REQUIREMENT
Could you continue the Hacker News comment page from its last line, the quoted question about billing?

Hacker Newsnew | past | comments | ask | show | jobs | submit | iamnothere's commentslogin

As an American, most Americans are unable to distinguish between “liberal” (American left, non-specific), Liberal (Lockean traditional capitalism), neoliberal, Communist, socialist, Social Democratic, “progressive”, and the Democratic Party.

Come to think of it, I’m not sure I understand anymore, either. I really do feel like we’re entering a post-ideological tribal era. Ideological stances change minute to minute, mostly according to “who and whom.”


The ads may not be announced. If ads can be subtly inserted “organically” through crafted weights then AI companies may try to claim that it isn’t advertising, if it’s even possible to catch them doing this. For instance, advertisers could pay to have their product embedded as the “best” in a category during training. If this is done as a fine-tuning step then it could be re-run later as advertisers and base models change.

How would the billing work for this? So much of advertising technology is tracking for the purposes of attribution.

How does openAI know what to charge for a particular product and category? How do I know if my money was well spent to boost my product in that category?

I don’t think you’re wrong! I’m just curious about how the new pricing models will work.


> How would the billing work for this? So much of advertising technology is tracking for the purposes of attribution.

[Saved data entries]
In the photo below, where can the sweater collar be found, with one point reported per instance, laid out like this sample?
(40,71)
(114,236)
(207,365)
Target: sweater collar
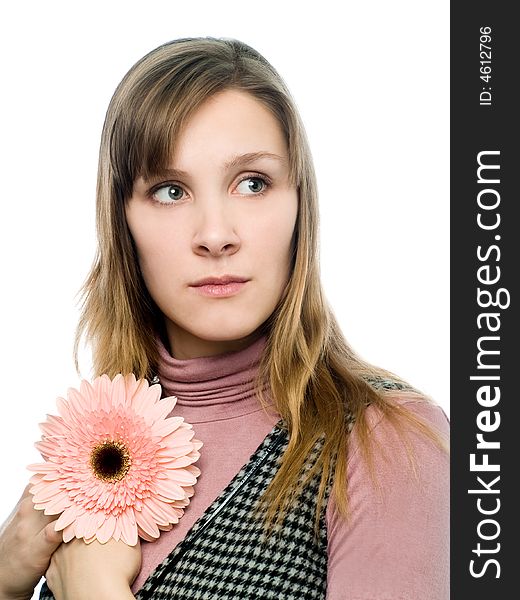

...

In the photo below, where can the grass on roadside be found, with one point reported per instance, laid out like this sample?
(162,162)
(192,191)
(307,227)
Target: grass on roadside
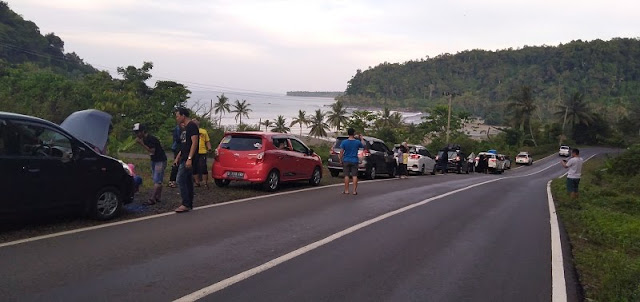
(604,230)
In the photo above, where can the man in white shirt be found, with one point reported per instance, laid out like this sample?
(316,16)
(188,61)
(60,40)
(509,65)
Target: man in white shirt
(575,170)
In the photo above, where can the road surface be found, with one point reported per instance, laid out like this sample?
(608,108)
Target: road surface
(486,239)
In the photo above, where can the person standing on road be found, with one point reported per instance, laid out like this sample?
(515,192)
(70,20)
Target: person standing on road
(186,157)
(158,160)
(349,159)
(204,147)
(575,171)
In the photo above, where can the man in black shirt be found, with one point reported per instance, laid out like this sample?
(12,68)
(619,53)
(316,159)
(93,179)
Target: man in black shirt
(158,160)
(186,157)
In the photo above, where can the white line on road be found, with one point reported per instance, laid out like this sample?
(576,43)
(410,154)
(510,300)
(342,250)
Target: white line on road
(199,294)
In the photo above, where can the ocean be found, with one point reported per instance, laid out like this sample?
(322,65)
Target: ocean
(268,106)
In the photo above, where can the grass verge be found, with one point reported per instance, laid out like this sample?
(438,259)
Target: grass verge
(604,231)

==

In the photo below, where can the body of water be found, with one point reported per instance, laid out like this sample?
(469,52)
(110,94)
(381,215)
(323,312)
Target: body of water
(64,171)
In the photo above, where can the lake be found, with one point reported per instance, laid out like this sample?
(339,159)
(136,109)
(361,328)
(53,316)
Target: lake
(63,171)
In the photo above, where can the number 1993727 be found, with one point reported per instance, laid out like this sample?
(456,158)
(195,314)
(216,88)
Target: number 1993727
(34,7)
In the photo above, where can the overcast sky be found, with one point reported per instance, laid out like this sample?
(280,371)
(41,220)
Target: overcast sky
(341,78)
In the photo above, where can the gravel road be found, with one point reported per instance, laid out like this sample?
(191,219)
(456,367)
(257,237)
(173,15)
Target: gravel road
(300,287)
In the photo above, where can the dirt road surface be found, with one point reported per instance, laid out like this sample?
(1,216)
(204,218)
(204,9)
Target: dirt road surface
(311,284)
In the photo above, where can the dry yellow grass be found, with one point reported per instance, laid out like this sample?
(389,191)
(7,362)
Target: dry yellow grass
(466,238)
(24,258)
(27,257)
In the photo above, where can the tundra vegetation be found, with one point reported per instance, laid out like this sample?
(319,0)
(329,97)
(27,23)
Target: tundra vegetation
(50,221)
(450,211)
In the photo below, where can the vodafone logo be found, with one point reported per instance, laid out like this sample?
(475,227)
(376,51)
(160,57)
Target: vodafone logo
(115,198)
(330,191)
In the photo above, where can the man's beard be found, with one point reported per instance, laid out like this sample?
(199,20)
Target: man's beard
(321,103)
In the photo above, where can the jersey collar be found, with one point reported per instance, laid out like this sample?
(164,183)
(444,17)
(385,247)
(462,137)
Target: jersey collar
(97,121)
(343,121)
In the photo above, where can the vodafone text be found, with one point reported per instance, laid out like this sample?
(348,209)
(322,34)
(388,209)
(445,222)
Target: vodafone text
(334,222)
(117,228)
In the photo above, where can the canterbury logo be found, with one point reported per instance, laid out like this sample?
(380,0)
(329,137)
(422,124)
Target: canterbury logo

SOLVED EXERCISE
This isn’t a necessary condition for an ad to exist. When companies pay for their name on a sports stadium, they use various proxies to tell whether their name recognition goes up, but by and large you just don’t know if it’s worth it.


Individually constructed models serving selected poisoned datasets. No different to adwords.

If company bid is highest, customer is in selected demographic, topic is appropriate - answer query using biased model.

It would be trivial to make a poisoned model that always rates the best duvet as DuvetCompany001 in all related queries for example. Then simply charge per impression.


Yeah, this is what I was thinking. It’s not a PPC or PPI model, it’s more like you pay upfront to hopefully influence people over a longer period of time. It’s like brand placement in TV/film. Not clear if most advertisers would be interested, but I’m sure that some would be.

Maybe someone is putting out public “scraper lists” that small companies or even individuals can use to find potentially useful targets, perhaps with some common scraper tool they are using? That could explain it? I am also mystified by this.

I am starting to think these are not just AI scrapers blindly seeking out data. All kinds of FOSS sites including low volume forums and blogs have been under this kind of persistent pressure for a while now. Given the cost involved in maintaining this kind of widespread constant scraping, the economics don’t seem to line up. Surely even big budget projects would adjust their scraping rates based on how many changes they see on a given site. At scale this could save a lot of money and would reduce the chance of blocking.

I haven’t heard of the same attacks facing (for instance) niche hobby communities. Does anyone know if those sites are facing the same scale of attacks?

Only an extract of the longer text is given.